Stated task: In the items below, switch every "green leaf" to "red leaf" and reproduce all other lines unchanged. Omit the pictures from your answer.

Data extract:
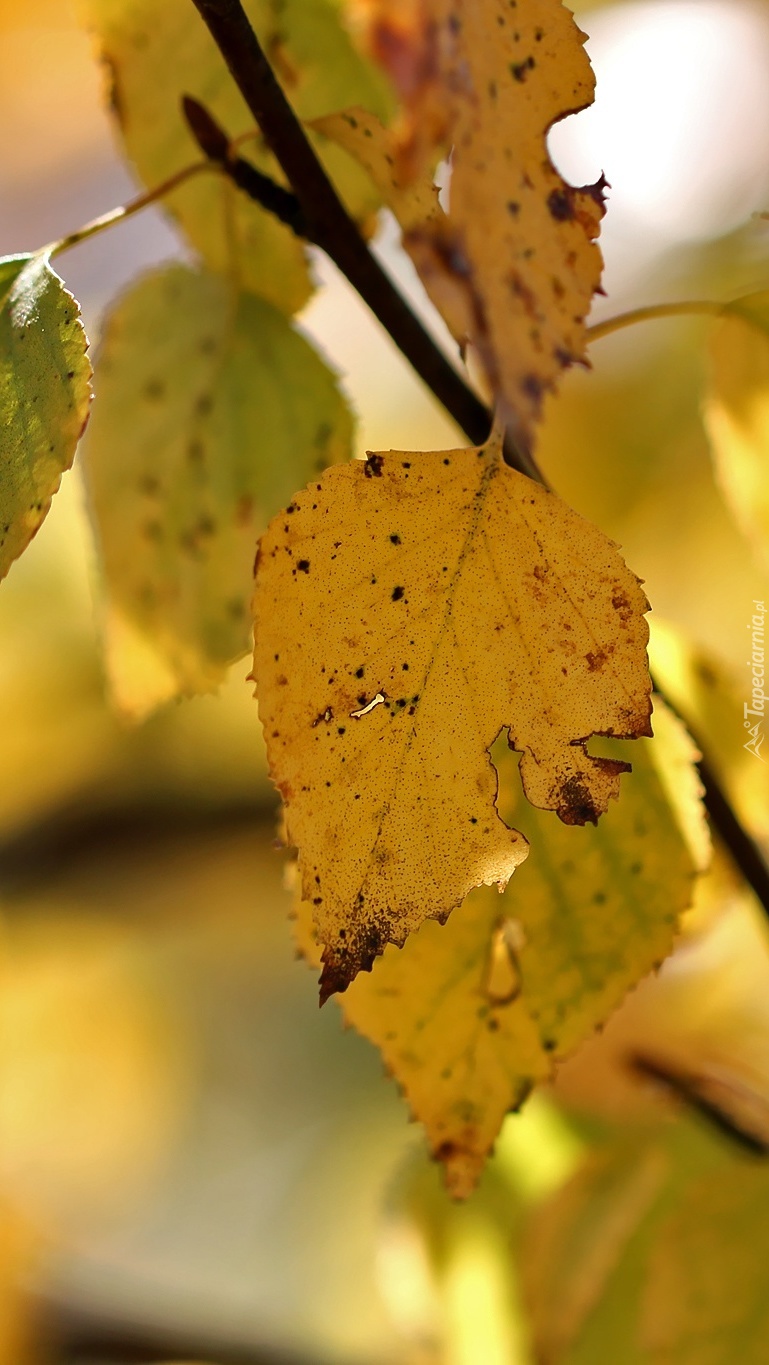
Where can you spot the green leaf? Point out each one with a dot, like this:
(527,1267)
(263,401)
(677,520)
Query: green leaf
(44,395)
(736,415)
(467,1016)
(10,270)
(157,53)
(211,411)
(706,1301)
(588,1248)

Reply:
Where can you spot the red leaf? Point out each one with a dot, like this:
(527,1267)
(263,401)
(677,520)
Query: red leaf
(44,395)
(736,415)
(467,1016)
(10,270)
(157,53)
(211,411)
(706,1301)
(588,1248)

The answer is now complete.